**AIM A**
Repeat the lines of the listing exactly, starting with its first line and going on through the line that contains "left=690, top=387, right=807, bottom=459".

**SELECTED PASSAGE**
The Fifth Corner is an American television series which aired on NBC and produced by TriStar Television in 1992. The two-hour pilot aired on April 17, 1992, and one final episode aired the week after.

Series overview
Richard Braun (McArthur) is a man who wakes up one day with absolutely no recollection of who he is. It's a bad time for him to suffer from amnesia, as he also discovers to his horror he wakes up next to a dead woman in bed.

Aided by his sidekick/driver Boone (Freeman), Braun sets out to try to discover his real identity. He returns home to find items such as designer clothes, weapons, fake IDs and passports, which leads him to believe that he is a deep-undercover spy. He also learns a little bit about his likes and dislikes. There are also some bad guys led by Dr. Grandwell (Coburn) who would like to know about his past and real identity. During this process, a reporter named Erica Fontaine (Delaney) also sets out to find out more about who Braun is.

**INFORMATION SHOWN**
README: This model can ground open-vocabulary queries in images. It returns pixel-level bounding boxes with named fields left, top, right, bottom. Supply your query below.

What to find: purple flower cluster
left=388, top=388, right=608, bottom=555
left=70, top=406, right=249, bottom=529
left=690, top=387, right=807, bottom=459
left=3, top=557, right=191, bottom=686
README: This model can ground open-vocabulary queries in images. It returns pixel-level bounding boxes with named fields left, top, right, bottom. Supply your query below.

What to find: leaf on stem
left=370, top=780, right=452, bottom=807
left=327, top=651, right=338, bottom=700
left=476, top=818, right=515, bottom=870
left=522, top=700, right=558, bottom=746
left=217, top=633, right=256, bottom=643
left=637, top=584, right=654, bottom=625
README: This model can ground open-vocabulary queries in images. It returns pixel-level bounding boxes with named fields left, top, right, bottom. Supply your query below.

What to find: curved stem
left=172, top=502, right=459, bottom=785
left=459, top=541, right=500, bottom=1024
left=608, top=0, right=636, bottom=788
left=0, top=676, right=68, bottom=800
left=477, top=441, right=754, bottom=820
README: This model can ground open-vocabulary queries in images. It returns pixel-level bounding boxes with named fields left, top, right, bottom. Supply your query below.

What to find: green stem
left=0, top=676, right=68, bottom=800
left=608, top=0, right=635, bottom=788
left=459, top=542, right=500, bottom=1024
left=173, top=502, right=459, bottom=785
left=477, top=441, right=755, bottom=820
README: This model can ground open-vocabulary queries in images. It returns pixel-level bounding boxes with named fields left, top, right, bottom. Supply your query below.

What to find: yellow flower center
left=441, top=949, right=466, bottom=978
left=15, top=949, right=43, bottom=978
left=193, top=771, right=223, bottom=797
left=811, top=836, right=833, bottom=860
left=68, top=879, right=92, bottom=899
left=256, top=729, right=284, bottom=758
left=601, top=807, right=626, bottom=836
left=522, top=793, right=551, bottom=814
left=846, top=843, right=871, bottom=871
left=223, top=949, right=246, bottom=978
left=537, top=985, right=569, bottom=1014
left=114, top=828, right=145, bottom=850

**AIM B**
Copy the passage from the article about The Fifth Corner word for word, starting with "The Fifth Corner" and going on through "the week after.".

**WRITTEN RESPONSE A**
README: This model can ground open-vocabulary queries in images. It returns pixel-level bounding boxes with named fields left, top, right, bottom. Supply your query below.

What to find: purple flower cluster
left=388, top=388, right=608, bottom=555
left=70, top=406, right=249, bottom=529
left=690, top=387, right=807, bottom=459

**WRITTEN RESPONSE B**
The Fifth Corner is an American television series which aired on NBC and produced by TriStar Television in 1992. The two-hour pilot aired on April 17, 1992, and one final episode aired the week after.